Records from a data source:
>>>>
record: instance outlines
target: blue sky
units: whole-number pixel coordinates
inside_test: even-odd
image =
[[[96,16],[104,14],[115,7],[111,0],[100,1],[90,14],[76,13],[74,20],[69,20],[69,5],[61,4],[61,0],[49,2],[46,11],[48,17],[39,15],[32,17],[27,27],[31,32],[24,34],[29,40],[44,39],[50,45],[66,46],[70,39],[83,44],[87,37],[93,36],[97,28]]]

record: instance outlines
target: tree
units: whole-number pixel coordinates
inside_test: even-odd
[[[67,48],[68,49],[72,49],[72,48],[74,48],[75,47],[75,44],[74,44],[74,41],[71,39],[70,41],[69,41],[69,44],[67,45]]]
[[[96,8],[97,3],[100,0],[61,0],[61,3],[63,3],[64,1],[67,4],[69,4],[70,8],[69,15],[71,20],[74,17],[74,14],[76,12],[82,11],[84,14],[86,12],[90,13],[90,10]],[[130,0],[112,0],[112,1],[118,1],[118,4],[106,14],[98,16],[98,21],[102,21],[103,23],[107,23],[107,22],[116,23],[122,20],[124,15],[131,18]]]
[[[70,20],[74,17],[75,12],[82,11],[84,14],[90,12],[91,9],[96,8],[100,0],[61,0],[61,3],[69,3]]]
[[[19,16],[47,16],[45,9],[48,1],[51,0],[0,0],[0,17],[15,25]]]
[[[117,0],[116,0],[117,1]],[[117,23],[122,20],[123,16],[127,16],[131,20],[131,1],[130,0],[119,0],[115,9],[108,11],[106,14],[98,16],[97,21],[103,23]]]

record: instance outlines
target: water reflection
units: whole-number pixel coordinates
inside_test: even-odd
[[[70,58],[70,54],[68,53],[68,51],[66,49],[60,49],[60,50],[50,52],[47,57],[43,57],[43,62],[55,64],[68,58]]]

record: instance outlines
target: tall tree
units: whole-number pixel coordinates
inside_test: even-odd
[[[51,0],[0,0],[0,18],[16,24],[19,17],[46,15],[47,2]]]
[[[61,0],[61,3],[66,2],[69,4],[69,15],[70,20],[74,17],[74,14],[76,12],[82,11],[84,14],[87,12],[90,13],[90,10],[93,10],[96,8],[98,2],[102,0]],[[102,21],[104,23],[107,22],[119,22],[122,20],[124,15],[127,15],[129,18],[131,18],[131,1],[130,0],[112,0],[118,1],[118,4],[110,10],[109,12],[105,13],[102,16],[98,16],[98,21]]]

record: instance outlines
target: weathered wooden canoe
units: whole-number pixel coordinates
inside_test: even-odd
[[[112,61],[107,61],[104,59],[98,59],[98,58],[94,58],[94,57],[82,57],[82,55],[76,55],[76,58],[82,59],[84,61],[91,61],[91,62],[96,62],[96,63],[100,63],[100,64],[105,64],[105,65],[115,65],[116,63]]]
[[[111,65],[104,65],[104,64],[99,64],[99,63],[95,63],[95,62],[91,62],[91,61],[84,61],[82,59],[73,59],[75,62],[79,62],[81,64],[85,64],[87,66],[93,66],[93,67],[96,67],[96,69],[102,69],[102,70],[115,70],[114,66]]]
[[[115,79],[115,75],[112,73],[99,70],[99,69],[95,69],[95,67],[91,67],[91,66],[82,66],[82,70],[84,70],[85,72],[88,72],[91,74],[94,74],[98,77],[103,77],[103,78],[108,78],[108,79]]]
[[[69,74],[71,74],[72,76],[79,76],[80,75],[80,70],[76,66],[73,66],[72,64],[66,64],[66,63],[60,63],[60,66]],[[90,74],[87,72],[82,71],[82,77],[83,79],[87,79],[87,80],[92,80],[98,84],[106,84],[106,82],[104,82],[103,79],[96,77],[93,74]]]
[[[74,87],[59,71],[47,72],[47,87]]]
<<<<
Directive ▸ Collect and copy every line in the rows above that contains the string "target".

Answer for the task ▸
target: blue sky
target: tree
target: water reflection
target: tall tree
target: weathered wooden canoe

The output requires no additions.